Named object pointing entries
————————

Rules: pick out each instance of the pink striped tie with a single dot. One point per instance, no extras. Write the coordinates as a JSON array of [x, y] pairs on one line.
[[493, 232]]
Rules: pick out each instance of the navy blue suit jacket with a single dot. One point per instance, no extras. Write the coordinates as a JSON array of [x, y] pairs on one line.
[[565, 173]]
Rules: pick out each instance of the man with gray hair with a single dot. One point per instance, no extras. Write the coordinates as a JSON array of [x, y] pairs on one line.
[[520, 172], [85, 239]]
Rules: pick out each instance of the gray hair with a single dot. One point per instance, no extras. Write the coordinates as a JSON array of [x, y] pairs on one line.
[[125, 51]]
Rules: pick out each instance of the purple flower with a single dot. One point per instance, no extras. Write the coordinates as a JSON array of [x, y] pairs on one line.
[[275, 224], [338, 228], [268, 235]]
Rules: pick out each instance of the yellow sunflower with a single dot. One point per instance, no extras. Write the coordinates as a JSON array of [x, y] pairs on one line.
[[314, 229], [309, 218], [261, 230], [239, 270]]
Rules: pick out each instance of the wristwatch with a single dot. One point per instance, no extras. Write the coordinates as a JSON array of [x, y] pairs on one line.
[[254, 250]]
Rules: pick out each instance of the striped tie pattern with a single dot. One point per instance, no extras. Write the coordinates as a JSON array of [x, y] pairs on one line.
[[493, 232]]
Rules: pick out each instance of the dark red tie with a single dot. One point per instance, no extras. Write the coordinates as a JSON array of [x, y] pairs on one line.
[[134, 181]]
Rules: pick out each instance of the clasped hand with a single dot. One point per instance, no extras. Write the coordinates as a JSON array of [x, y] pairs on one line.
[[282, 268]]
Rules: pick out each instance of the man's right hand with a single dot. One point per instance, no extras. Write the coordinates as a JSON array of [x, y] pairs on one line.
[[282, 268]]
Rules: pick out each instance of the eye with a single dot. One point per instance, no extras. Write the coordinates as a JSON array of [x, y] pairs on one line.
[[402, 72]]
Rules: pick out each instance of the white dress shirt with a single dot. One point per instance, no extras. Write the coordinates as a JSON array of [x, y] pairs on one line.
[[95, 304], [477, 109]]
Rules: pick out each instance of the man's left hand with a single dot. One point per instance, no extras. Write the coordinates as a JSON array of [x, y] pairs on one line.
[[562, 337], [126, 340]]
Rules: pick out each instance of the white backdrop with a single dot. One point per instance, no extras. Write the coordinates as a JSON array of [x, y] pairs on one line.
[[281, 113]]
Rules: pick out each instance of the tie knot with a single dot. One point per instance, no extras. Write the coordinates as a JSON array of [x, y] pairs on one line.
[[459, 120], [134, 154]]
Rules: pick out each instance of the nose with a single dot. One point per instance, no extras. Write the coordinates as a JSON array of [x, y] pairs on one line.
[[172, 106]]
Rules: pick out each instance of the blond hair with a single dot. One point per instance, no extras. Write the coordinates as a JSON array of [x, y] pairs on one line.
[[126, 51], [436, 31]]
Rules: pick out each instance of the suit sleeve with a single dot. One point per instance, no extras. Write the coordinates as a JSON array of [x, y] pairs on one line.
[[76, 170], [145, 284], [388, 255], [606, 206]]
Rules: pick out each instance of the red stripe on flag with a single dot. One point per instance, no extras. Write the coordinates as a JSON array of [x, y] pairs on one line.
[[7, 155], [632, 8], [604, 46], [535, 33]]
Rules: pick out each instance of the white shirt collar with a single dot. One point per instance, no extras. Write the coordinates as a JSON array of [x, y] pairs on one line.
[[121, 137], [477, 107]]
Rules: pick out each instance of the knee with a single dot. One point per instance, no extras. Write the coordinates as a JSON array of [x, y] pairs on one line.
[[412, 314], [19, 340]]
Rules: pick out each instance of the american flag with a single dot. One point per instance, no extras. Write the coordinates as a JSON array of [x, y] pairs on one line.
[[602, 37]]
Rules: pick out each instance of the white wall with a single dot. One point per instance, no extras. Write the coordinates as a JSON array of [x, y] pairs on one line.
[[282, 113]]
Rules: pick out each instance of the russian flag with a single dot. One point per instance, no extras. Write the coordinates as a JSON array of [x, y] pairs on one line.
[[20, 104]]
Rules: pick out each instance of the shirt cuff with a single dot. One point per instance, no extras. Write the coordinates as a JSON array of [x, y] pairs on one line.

————————

Short task – Please convert the lines starting with the line containing "Rules: pick out each instance of the man's right" and going on through the line containing "[[281, 113]]" into a Markdown table with the columns n and Line, leaving out blank lines.

Answer to the task –
| n | Line |
|---|---|
| 1 | Rules: pick out each instance of the man's right hand with a single dot. One point per instance, no extras. Write the coordinates as a JSON array of [x, y] pairs on one line. |
| 2 | [[282, 268]] |
| 3 | Rules: pick out each instance of the eye with a single dot. One point per instance, no extras. Write the coordinates as a JSON array of [x, y] pairs on one line. |
| 4 | [[402, 72]] |
| 5 | Rules: pick out each instance of the white dress shirt with a single dot. One point per instance, no extras. Write the coordinates as a JSON array of [x, y] pairs on one line. |
| 6 | [[95, 304], [477, 109]] |
| 7 | Rules: pick out each instance of the man's left hand with a single dot. One point per instance, no extras. Write the coordinates as a JSON array of [x, y] pairs on one line. |
| 8 | [[562, 337], [126, 340]] |
| 9 | Rules: pick out each instance of the white backdrop with a single dot. One point per instance, no extras. Write the coordinates as a JSON array of [x, y] pairs on one line. |
| 10 | [[281, 113]] |